Num contexto em que a palavra principal se tornou a mundialização, e onde os riscos de marginalização e de exclusão dos mais desfavorecidos são reais, o Papa João Paulo II não deixou de recordar à consciência do mundo a urgência e o dever de solidariedade com os pobres. E ele sente-se feliz por as Nações Unidas terem escolhido fazer um apelo à solidariedade com a África através da sua importante iniciativa sobre a Nova Ordem do Dia das Nações Unidas para o progresso da África nos anos 90 (cf. Nova Ordem do Dia das Nações Unidas para o progresso da África nos anos 1990, 3), que tem por mérito salvar a África do esquecimento chamando a atenção dos governantes, tanto dos africanos como dos demais, sobre os desafios económicos, sociais e políticos deste continente.

No momento em que fazia o balanço do caminho percorido neste sentido, o Papa sentiu-se feliz ao constatar os esforços realizados pelos Parlamentos dos Estados credores que "votaram uma substancial diminuição da dívida bilateral que pesa sobre os países mais pobres e os mais endividados", e formulou "votos para que os respectivos Governantes completem rapidamente estas decisões parlamentares". Por outro lado, ele julgou problemática "a questão da dívida multilateral contraída pelos países mais pobres perante Organismos financeiros internacionais" e desejou "que os Estados membros destas Organizações, sobretudo os que detêm mais poder decisional, consigam obter o consenso necessário para alcançar a solução rápida para uma questão da qual depende o processo de desenvolvimento de numerosos países, com pesadas consequências para a situação económica e existencial de numerosas pessoas" (João Paulo II, Carta Apostólica Novo millennio ineunte, 14).

Congratulando-se pela nova iniciativa das instituições financeiras internacionais, que consiste na elaboração das estratégias para combater a pobreza, com a participação sobretudo dos Governos e da sociedade civil dos países envolvidos, é urgente tomar medidas apropriadas a fim de garantir uma colaboração franca entre os Governos e a sociedade civil, e uma ampla participação desta, de forma a não sufocar a voz de tantos milhões de pobres e marginalizados, para os quais a iniciativa da ONU se propõe melhorar as condições de vida. Trata-se sobretudo de garantir que os fundos que provêm da diminuição da dívida sejam investidos nos sectores que estão relacionados com a vida dos pobres, tais como a educação e a saúde. Mediante a sua presença entre os marginalizados e os excluídos, as comunidades religiosas encontram-se na vanguarda na defesa dos que são discriminados. A este propósito, elas podem garantir, sobretudo na África, que aquilo que se destina aos pobres lhes seja efectivamente entregue num movimento de solidariedade vivida. É também desejável que as condições de acesso a este programa sejam o mais flexíveis possível e que o número dos países que possam beneficiar desta iniciativa se veja aumentar, tendo em conta principalmente os países que sofrem devido à guerra.

COMO PROCEDER – Diga se cada afirmação está de acordo com o texto sobre a solidariedade com a África, respondendo sim ou não e citando literalmente as palavras do texto que decidem a resposta: (a) João Paulo II ficou feliz com a iniciativa das Nações Unidas de apelar à solidariedade com a África; (b) o Papa considerou a questão da dívida multilateral já resolvida; (c) pretende-se que os fundos vindos da diminuição da dívida sejam aplicados em áreas como a educação e a saúde. Os dados não têm nenhum papel nesta tarefa.

DADOS FORNECIDOS –
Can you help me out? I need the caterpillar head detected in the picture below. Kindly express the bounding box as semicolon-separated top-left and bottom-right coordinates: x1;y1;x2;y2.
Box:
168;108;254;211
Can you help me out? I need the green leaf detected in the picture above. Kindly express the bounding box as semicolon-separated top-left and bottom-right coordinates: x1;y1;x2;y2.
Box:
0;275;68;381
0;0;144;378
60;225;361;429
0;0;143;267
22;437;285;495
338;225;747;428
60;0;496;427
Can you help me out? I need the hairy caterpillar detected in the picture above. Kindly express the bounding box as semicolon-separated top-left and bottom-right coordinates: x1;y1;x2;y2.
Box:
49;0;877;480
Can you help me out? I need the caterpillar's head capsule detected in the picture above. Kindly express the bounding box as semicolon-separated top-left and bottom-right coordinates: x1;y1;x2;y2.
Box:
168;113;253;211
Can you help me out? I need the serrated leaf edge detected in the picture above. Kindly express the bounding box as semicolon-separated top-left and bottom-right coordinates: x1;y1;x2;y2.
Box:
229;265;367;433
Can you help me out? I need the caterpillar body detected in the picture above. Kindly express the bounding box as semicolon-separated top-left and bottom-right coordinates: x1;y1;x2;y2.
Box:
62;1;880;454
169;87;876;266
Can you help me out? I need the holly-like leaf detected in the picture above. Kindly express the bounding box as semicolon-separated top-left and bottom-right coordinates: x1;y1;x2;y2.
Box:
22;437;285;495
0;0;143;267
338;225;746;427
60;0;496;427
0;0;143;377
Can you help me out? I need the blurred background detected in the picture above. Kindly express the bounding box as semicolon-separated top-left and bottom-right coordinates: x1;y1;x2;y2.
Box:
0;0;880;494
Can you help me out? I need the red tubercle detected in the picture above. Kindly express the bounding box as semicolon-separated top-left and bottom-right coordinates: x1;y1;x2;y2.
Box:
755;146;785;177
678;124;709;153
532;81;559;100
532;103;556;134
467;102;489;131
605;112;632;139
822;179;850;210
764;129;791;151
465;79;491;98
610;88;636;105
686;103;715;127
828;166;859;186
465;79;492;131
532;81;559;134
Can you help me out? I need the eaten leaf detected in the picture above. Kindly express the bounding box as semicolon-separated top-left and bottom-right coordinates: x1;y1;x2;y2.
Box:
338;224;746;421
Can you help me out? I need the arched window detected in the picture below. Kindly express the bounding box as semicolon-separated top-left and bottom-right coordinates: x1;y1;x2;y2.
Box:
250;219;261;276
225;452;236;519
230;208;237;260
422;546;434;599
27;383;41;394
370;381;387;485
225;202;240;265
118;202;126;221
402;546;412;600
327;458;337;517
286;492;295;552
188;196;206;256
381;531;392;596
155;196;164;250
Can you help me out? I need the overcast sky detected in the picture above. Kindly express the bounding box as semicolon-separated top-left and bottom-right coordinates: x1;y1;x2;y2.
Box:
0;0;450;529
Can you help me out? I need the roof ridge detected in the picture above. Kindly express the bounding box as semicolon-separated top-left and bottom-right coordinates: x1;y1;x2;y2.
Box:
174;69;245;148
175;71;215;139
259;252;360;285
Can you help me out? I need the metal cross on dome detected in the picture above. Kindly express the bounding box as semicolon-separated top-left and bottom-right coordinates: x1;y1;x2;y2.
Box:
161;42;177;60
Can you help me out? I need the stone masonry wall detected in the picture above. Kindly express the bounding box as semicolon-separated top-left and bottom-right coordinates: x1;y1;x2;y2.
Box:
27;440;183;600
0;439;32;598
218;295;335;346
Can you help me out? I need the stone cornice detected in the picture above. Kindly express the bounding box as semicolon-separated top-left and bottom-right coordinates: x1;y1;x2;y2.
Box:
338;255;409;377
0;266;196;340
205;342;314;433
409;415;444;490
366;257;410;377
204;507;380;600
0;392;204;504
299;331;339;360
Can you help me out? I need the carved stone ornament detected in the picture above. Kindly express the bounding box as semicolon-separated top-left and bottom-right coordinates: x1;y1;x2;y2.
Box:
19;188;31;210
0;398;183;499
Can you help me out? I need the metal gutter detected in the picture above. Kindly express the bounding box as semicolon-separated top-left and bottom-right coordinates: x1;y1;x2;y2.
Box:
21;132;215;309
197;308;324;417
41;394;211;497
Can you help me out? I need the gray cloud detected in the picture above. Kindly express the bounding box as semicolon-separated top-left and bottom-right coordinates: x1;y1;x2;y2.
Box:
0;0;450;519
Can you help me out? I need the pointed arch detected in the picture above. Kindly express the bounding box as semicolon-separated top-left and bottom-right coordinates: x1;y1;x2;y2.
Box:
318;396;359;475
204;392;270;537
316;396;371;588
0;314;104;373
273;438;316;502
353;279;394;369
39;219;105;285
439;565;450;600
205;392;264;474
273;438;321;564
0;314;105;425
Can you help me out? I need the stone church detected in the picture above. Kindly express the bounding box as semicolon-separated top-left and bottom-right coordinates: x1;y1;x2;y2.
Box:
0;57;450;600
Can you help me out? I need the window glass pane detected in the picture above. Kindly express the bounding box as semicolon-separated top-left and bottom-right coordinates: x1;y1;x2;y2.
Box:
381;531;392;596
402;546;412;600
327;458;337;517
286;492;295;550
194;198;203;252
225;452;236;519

RESPOSTA DA TAREFA –
(a) Sim: «E ele sente-se feliz por as Nações Unidas terem escolhido fazer um apelo à solidariedade com a África».
(b) Não: «ele julgou problemática».
(c) Sim: «Trata-se sobretudo de garantir que os fundos que provêm da diminuição da dívida sejam investidos nos sectores que estão relacionados com a vida dos pobres, tais como a educação e a saúde.»